**PROMPT:** Please transcribe exactly the lines from the first line of the records below through the line containing "give the outline of every instance of the **traffic", including both, and omit all pictures.

[Collected data]

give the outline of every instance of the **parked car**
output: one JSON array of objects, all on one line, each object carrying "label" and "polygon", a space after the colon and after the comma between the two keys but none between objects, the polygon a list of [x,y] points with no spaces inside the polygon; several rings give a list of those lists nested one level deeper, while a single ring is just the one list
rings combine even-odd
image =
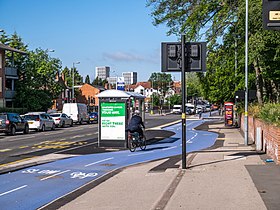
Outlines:
[{"label": "parked car", "polygon": [[89,113],[89,123],[98,123],[98,113],[97,112]]},{"label": "parked car", "polygon": [[36,131],[54,130],[55,122],[52,117],[44,112],[30,112],[24,115],[27,120],[29,129]]},{"label": "parked car", "polygon": [[18,131],[29,133],[28,122],[17,113],[0,113],[0,132],[13,136]]},{"label": "parked car", "polygon": [[65,103],[63,104],[62,113],[67,114],[73,119],[74,123],[83,122],[89,123],[89,116],[87,111],[87,105],[82,103]]},{"label": "parked car", "polygon": [[190,114],[195,114],[194,105],[191,103],[186,103],[186,109],[190,110]]},{"label": "parked car", "polygon": [[73,126],[73,119],[65,113],[52,113],[50,116],[54,119],[56,127]]}]

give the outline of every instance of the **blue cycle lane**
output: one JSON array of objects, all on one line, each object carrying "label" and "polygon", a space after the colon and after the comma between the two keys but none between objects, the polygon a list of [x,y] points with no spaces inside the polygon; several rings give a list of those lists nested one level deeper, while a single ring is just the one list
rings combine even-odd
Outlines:
[{"label": "blue cycle lane", "polygon": [[[215,143],[216,133],[193,129],[202,123],[203,120],[187,120],[187,152]],[[179,155],[181,127],[181,123],[165,127],[175,134],[147,145],[145,151],[83,155],[0,175],[0,209],[38,209],[116,169]]]}]

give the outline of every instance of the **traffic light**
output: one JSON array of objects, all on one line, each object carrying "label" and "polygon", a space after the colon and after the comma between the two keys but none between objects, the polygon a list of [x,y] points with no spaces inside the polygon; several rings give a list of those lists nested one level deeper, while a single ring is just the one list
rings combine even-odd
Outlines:
[{"label": "traffic light", "polygon": [[[161,72],[182,71],[182,45],[180,42],[161,43]],[[185,44],[185,72],[206,71],[206,42]]]},{"label": "traffic light", "polygon": [[263,0],[263,27],[280,30],[280,0]]}]

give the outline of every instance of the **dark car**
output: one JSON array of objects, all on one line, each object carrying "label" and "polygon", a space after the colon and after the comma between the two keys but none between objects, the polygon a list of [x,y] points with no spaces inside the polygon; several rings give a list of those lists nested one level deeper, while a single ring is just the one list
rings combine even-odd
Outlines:
[{"label": "dark car", "polygon": [[98,113],[97,112],[91,112],[89,115],[89,123],[98,123]]},{"label": "dark car", "polygon": [[18,131],[29,133],[28,122],[17,113],[0,113],[0,132],[15,135]]}]

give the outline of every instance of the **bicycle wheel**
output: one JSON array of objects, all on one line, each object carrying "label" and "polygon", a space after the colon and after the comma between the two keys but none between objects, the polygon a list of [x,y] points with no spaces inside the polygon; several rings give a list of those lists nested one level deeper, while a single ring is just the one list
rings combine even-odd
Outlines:
[{"label": "bicycle wheel", "polygon": [[132,140],[128,139],[128,148],[130,152],[134,152],[136,150],[137,144]]},{"label": "bicycle wheel", "polygon": [[143,136],[139,142],[139,146],[141,150],[145,150],[146,149],[146,136]]}]

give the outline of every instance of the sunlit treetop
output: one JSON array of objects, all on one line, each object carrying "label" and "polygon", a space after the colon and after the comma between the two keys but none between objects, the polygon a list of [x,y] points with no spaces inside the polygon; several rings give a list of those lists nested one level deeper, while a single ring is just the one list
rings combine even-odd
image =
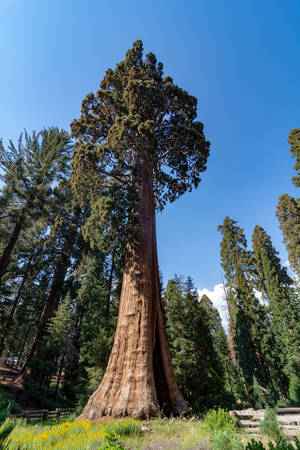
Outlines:
[{"label": "sunlit treetop", "polygon": [[292,182],[295,186],[300,187],[300,128],[291,130],[288,142],[291,146],[292,156],[296,158],[294,169],[297,176],[292,178]]},{"label": "sunlit treetop", "polygon": [[130,202],[130,190],[139,189],[141,163],[153,177],[160,209],[196,188],[209,155],[196,117],[196,98],[163,76],[163,65],[152,53],[144,59],[142,42],[136,41],[125,60],[106,71],[96,94],[86,96],[80,118],[71,124],[78,198],[88,198],[92,210],[97,203],[98,211],[107,208],[112,190]]}]

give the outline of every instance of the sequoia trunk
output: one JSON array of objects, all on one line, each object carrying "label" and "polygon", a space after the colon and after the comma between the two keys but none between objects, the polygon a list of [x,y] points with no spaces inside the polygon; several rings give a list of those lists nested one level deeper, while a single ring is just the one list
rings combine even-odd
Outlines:
[{"label": "sequoia trunk", "polygon": [[158,273],[151,171],[140,172],[139,232],[127,246],[118,323],[108,366],[80,419],[148,418],[188,411],[168,349]]}]

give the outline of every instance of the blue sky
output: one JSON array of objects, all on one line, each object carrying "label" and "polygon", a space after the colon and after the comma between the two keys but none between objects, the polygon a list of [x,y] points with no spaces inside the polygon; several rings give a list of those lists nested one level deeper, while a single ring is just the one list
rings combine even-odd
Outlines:
[{"label": "blue sky", "polygon": [[299,0],[1,0],[4,143],[24,128],[69,129],[136,39],[198,98],[211,141],[199,188],[158,215],[164,280],[177,272],[213,291],[226,215],[248,241],[263,226],[285,261],[275,210],[280,194],[297,195],[287,138],[300,127]]}]

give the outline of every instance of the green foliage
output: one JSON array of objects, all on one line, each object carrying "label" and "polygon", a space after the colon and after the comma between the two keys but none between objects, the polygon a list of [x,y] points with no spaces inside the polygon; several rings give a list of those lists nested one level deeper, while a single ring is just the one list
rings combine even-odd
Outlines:
[{"label": "green foliage", "polygon": [[285,437],[279,436],[276,438],[275,443],[269,442],[268,449],[264,447],[262,442],[251,439],[245,450],[300,450],[300,441],[297,438],[295,438],[295,445],[296,447],[288,442]]},{"label": "green foliage", "polygon": [[267,403],[266,398],[262,393],[262,390],[255,377],[253,377],[253,401],[254,401],[254,409],[265,408]]},{"label": "green foliage", "polygon": [[212,409],[204,416],[204,431],[210,435],[218,431],[235,430],[234,420],[224,409]]},{"label": "green foliage", "polygon": [[244,446],[236,434],[228,429],[216,432],[211,439],[211,450],[243,450]]},{"label": "green foliage", "polygon": [[166,332],[172,364],[184,397],[195,412],[220,405],[224,372],[214,348],[206,310],[190,278],[176,277],[164,294]]},{"label": "green foliage", "polygon": [[290,362],[289,396],[295,405],[300,405],[300,361],[296,357]]},{"label": "green foliage", "polygon": [[300,128],[291,130],[288,143],[291,146],[292,157],[296,158],[294,169],[297,176],[292,178],[292,182],[295,186],[300,187]]},{"label": "green foliage", "polygon": [[267,408],[263,420],[259,424],[261,434],[270,438],[279,438],[282,435],[282,429],[277,421],[277,409]]},{"label": "green foliage", "polygon": [[6,420],[9,411],[10,406],[8,406],[6,409],[3,409],[3,407],[0,406],[0,450],[9,448],[7,438],[15,428],[14,422]]},{"label": "green foliage", "polygon": [[264,444],[261,441],[256,441],[255,439],[251,439],[250,442],[246,445],[245,450],[265,450]]},{"label": "green foliage", "polygon": [[107,246],[116,236],[134,236],[142,168],[153,179],[158,208],[198,186],[209,142],[196,116],[195,97],[163,77],[155,55],[143,59],[141,41],[106,71],[71,124],[73,190],[91,207],[87,237],[101,230]]},{"label": "green foliage", "polygon": [[125,447],[123,447],[121,444],[119,444],[116,433],[113,431],[108,431],[107,434],[105,435],[105,437],[102,441],[102,445],[101,445],[101,447],[99,447],[99,449],[103,449],[103,450],[107,449],[108,450],[111,448],[115,448],[118,450],[125,450]]},{"label": "green foliage", "polygon": [[139,422],[126,420],[109,424],[106,429],[118,436],[139,436],[141,434],[141,426]]},{"label": "green foliage", "polygon": [[0,276],[7,270],[20,233],[49,213],[53,201],[53,184],[69,171],[70,137],[66,131],[49,128],[19,138],[15,147],[10,141],[6,150],[0,141]]},{"label": "green foliage", "polygon": [[[269,381],[266,352],[262,348],[266,334],[266,312],[253,291],[256,275],[253,254],[247,250],[242,228],[229,217],[219,225],[221,265],[226,278],[226,300],[229,311],[229,345],[237,374],[250,387],[253,375],[260,383]],[[239,375],[239,378],[241,376]],[[239,385],[242,385],[240,380]]]},{"label": "green foliage", "polygon": [[20,412],[20,406],[13,400],[10,399],[9,393],[4,387],[0,387],[0,411],[4,411],[7,409],[9,405],[9,411],[11,413]]},{"label": "green foliage", "polygon": [[300,277],[300,199],[283,194],[278,199],[277,218],[291,268]]}]

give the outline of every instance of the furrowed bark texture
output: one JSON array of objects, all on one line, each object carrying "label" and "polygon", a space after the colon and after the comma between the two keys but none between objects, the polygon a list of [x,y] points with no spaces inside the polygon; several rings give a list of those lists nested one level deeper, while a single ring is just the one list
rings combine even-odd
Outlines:
[{"label": "furrowed bark texture", "polygon": [[188,411],[164,329],[151,172],[143,169],[141,180],[140,233],[127,247],[113,348],[103,380],[79,419],[148,418],[160,408],[173,414]]}]

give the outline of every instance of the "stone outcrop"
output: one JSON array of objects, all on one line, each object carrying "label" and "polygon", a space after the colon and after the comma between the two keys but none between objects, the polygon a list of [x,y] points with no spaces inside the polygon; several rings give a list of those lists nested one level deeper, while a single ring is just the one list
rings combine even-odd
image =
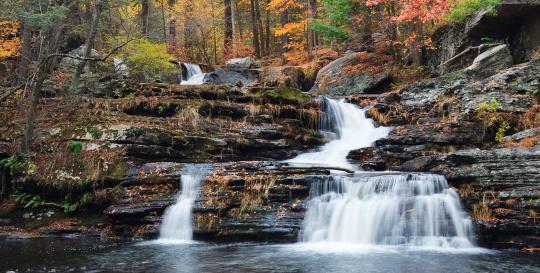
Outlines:
[{"label": "stone outcrop", "polygon": [[391,83],[391,57],[349,53],[319,70],[310,92],[329,97],[381,93]]},{"label": "stone outcrop", "polygon": [[[482,11],[463,24],[442,26],[432,38],[435,50],[428,54],[427,64],[438,74],[463,69],[471,65],[478,56],[477,47],[486,41],[507,42],[515,63],[529,61],[540,45],[536,35],[539,12],[538,1],[504,0],[494,13]],[[458,60],[447,63],[460,53]]]}]

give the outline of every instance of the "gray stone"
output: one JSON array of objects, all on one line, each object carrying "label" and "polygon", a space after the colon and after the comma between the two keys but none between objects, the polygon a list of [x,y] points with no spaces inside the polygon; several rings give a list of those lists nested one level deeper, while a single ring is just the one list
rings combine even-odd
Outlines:
[{"label": "gray stone", "polygon": [[351,53],[323,67],[310,92],[330,97],[381,93],[391,82],[392,66],[386,55]]},{"label": "gray stone", "polygon": [[251,57],[235,58],[225,62],[225,66],[228,69],[252,69],[260,68],[261,63],[253,60]]},{"label": "gray stone", "polygon": [[478,55],[465,71],[476,76],[487,76],[509,68],[512,63],[512,54],[508,46],[498,45]]}]

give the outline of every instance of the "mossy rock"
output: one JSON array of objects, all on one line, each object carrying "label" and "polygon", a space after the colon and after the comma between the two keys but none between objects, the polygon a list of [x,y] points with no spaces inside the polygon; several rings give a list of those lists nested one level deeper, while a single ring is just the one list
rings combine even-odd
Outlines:
[{"label": "mossy rock", "polygon": [[280,87],[271,91],[266,91],[262,97],[273,103],[306,104],[311,101],[311,96],[299,89]]}]

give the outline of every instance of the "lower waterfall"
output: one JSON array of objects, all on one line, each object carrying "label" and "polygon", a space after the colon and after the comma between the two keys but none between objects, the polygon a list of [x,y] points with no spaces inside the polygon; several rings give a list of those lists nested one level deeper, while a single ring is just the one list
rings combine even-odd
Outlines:
[{"label": "lower waterfall", "polygon": [[329,176],[312,185],[302,242],[473,247],[472,222],[433,174]]},{"label": "lower waterfall", "polygon": [[[386,137],[390,128],[375,127],[365,117],[365,111],[353,104],[324,100],[326,111],[319,127],[333,140],[319,151],[301,154],[288,162],[354,170],[347,154]],[[312,184],[307,207],[300,242],[474,246],[472,222],[461,208],[459,195],[440,175],[358,171],[354,175],[333,174]]]},{"label": "lower waterfall", "polygon": [[193,205],[208,170],[197,165],[188,165],[182,170],[181,191],[176,204],[163,214],[159,240],[162,242],[189,242],[193,239]]}]

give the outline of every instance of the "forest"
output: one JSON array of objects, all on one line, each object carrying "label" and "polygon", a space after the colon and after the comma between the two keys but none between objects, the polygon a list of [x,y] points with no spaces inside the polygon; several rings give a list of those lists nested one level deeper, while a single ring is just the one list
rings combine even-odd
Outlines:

**WRITTEN RESPONSE:**
give the outline of every instance of the **parked car**
output: one JSON array of objects, all on one line, each object carrying "label" and "polygon", a space after the colon and after the comma between the two keys but none between objects, the polygon a list of [x,y] points with no spaces inside the polygon; several rings give a list of those lists nested one level deeper, while a single ring is just the one list
rings combine even-odd
image =
Outlines:
[{"label": "parked car", "polygon": [[89,113],[89,123],[98,123],[98,113],[97,112]]},{"label": "parked car", "polygon": [[36,131],[54,130],[55,122],[52,117],[44,112],[30,112],[24,115],[27,120],[29,129]]},{"label": "parked car", "polygon": [[18,131],[29,133],[28,122],[17,113],[0,113],[0,132],[13,136]]},{"label": "parked car", "polygon": [[65,103],[63,104],[62,113],[67,114],[73,119],[74,123],[83,122],[89,123],[89,116],[87,111],[87,105],[82,103]]},{"label": "parked car", "polygon": [[190,114],[195,114],[194,105],[191,103],[186,103],[186,109],[190,110]]},{"label": "parked car", "polygon": [[73,126],[73,119],[65,113],[52,113],[50,116],[54,119],[56,127]]}]

give the outline of every instance of the **blue cycle lane**
output: one JSON array of objects, all on one line, each object carrying "label" and "polygon", a space after the colon and after the comma between the two keys but none between objects, the polygon a list of [x,y] points with no spaces inside the polygon; several rings give a list of those lists nested one level deeper, while a single ring is just the one list
rings combine even-odd
Outlines:
[{"label": "blue cycle lane", "polygon": [[[215,143],[216,133],[193,129],[202,123],[203,120],[187,120],[187,152]],[[179,155],[181,127],[181,123],[165,127],[175,134],[147,145],[145,151],[83,155],[0,175],[0,209],[38,209],[116,169]]]}]

give the outline of every instance of the **traffic light**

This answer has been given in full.